═══ Information supplied ═══
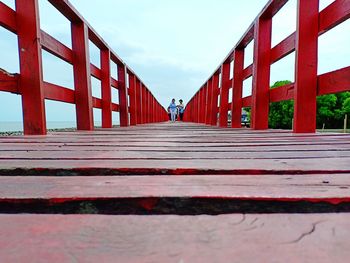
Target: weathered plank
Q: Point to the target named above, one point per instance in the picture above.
(225, 238)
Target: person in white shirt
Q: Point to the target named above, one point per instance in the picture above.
(173, 110)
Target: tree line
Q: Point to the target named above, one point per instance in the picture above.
(331, 110)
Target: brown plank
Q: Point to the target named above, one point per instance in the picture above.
(249, 238)
(331, 188)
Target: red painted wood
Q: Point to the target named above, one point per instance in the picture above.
(334, 14)
(114, 83)
(139, 101)
(261, 74)
(31, 78)
(271, 8)
(115, 107)
(55, 47)
(97, 103)
(247, 101)
(203, 108)
(66, 8)
(214, 101)
(58, 93)
(123, 96)
(172, 238)
(8, 82)
(247, 37)
(106, 89)
(283, 188)
(247, 72)
(224, 93)
(132, 96)
(95, 71)
(285, 92)
(305, 89)
(208, 90)
(334, 82)
(82, 81)
(237, 84)
(284, 48)
(8, 18)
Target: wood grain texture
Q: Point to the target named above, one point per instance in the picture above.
(224, 238)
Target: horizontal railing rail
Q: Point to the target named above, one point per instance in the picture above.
(137, 105)
(311, 23)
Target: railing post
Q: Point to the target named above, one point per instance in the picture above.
(132, 95)
(106, 89)
(123, 96)
(82, 76)
(198, 105)
(237, 87)
(305, 89)
(224, 92)
(144, 111)
(204, 103)
(261, 74)
(138, 91)
(208, 90)
(149, 104)
(214, 106)
(31, 77)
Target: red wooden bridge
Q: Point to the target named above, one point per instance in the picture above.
(152, 191)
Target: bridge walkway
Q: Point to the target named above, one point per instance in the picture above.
(175, 192)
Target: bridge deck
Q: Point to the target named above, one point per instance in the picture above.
(265, 191)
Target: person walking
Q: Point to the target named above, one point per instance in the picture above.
(173, 110)
(181, 110)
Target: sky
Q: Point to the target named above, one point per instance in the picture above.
(173, 45)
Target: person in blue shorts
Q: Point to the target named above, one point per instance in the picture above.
(173, 110)
(181, 110)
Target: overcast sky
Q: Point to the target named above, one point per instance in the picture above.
(173, 45)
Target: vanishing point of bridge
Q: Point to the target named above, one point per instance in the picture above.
(116, 194)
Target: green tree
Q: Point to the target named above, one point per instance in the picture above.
(346, 106)
(281, 113)
(330, 110)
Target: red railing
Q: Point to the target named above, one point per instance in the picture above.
(311, 23)
(24, 22)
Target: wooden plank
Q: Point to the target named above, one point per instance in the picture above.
(284, 48)
(58, 93)
(255, 238)
(285, 92)
(97, 103)
(55, 47)
(95, 71)
(247, 72)
(334, 14)
(8, 82)
(31, 74)
(334, 82)
(326, 188)
(161, 148)
(8, 18)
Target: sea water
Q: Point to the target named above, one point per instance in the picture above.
(11, 126)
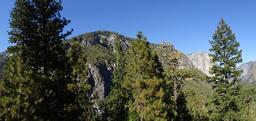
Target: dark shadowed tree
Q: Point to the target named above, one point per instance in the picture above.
(37, 75)
(225, 54)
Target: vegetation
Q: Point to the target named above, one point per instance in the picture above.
(225, 56)
(48, 79)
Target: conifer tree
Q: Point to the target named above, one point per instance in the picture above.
(36, 85)
(115, 107)
(225, 55)
(173, 81)
(142, 82)
(82, 107)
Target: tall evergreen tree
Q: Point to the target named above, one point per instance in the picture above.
(225, 55)
(36, 87)
(142, 82)
(174, 78)
(115, 107)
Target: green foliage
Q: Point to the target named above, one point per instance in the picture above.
(142, 83)
(197, 91)
(36, 73)
(248, 103)
(115, 109)
(225, 56)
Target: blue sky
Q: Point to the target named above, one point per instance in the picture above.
(188, 24)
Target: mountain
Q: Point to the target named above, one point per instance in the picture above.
(249, 72)
(100, 46)
(202, 61)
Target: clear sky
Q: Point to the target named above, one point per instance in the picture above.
(188, 24)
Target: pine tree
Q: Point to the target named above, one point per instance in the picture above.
(174, 76)
(142, 82)
(38, 75)
(82, 107)
(225, 55)
(115, 107)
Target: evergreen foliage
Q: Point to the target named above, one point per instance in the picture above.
(225, 56)
(35, 85)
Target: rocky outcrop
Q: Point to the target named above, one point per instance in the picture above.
(249, 72)
(202, 61)
(99, 78)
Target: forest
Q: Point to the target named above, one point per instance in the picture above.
(105, 76)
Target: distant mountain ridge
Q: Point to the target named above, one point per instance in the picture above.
(201, 60)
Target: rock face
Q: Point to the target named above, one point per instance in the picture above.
(249, 72)
(101, 47)
(100, 69)
(100, 80)
(202, 61)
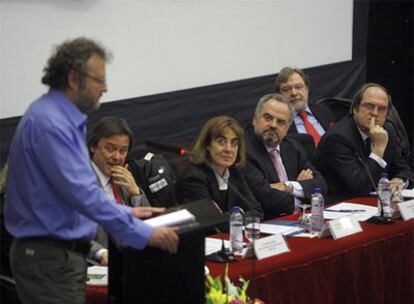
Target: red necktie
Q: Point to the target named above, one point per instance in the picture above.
(309, 127)
(117, 192)
(277, 162)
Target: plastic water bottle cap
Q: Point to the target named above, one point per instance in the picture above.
(236, 209)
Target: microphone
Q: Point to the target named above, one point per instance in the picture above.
(376, 219)
(168, 148)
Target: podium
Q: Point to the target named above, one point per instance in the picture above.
(155, 276)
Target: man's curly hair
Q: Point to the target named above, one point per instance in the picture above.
(71, 55)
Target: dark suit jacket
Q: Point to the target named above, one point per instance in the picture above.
(322, 113)
(198, 182)
(260, 173)
(339, 157)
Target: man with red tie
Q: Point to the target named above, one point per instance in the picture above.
(313, 119)
(278, 170)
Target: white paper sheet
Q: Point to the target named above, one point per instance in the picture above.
(171, 219)
(214, 245)
(275, 228)
(358, 211)
(408, 193)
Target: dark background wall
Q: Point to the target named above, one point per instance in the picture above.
(383, 35)
(382, 52)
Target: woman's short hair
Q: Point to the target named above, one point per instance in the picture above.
(212, 129)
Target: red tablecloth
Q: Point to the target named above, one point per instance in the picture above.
(374, 266)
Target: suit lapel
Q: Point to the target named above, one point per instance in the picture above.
(319, 116)
(288, 154)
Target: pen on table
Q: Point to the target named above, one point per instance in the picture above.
(346, 210)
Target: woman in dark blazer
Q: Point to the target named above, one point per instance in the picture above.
(218, 155)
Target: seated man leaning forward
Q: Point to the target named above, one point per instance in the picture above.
(218, 156)
(109, 142)
(361, 145)
(277, 168)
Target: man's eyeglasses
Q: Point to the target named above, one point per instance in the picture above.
(371, 107)
(297, 87)
(112, 149)
(98, 80)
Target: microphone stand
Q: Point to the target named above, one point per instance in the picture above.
(376, 219)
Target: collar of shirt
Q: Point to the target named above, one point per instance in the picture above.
(103, 181)
(271, 149)
(363, 134)
(74, 114)
(307, 110)
(223, 181)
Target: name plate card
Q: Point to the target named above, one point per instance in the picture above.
(407, 209)
(344, 226)
(270, 246)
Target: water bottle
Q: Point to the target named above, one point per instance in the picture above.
(236, 231)
(384, 193)
(317, 203)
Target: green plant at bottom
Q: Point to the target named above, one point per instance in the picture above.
(217, 293)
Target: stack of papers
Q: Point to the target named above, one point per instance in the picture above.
(358, 211)
(172, 219)
(408, 193)
(286, 228)
(97, 275)
(214, 245)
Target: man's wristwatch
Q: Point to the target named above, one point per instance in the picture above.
(288, 186)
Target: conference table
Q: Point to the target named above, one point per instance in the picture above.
(373, 266)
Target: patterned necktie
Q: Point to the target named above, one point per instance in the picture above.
(309, 127)
(368, 145)
(277, 162)
(117, 191)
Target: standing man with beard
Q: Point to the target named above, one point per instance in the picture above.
(313, 119)
(277, 169)
(53, 199)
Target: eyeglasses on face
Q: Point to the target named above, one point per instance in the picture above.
(101, 81)
(297, 87)
(371, 107)
(112, 149)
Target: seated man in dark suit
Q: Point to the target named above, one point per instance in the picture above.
(277, 169)
(310, 118)
(109, 142)
(360, 143)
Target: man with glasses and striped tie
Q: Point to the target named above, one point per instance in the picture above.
(360, 145)
(313, 119)
(278, 170)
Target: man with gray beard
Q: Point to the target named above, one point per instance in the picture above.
(313, 119)
(277, 169)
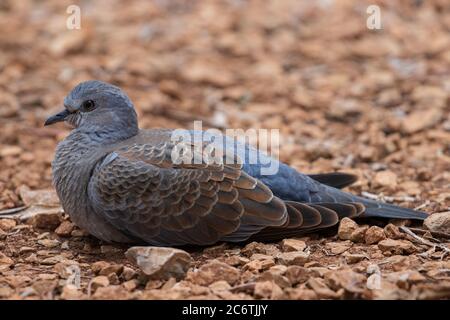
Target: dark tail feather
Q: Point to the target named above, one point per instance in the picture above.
(337, 180)
(384, 210)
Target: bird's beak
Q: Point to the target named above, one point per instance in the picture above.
(60, 116)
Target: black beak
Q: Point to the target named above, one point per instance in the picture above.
(61, 116)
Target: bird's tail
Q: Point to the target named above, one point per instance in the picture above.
(385, 210)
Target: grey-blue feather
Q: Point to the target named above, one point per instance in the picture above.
(120, 183)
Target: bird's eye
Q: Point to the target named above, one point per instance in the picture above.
(87, 106)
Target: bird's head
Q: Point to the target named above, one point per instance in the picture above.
(94, 105)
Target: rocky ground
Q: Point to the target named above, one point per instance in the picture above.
(370, 102)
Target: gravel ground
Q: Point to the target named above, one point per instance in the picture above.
(370, 102)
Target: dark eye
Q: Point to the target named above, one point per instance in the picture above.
(87, 106)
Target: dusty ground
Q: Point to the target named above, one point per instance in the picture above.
(375, 103)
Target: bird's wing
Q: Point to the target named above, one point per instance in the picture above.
(143, 193)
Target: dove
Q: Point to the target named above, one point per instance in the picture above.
(123, 184)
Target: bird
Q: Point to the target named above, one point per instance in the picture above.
(122, 184)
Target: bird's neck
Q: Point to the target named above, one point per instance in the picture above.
(75, 159)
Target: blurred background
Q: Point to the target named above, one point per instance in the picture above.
(372, 102)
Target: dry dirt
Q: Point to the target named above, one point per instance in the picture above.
(371, 102)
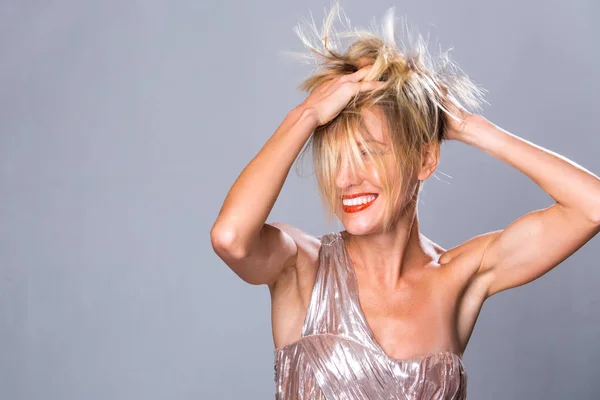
═══
To do: Pull out every line from the entries above that contains the word "eyeglasses".

Reply:
Target: man's eyeglasses
Target: eyeglasses on face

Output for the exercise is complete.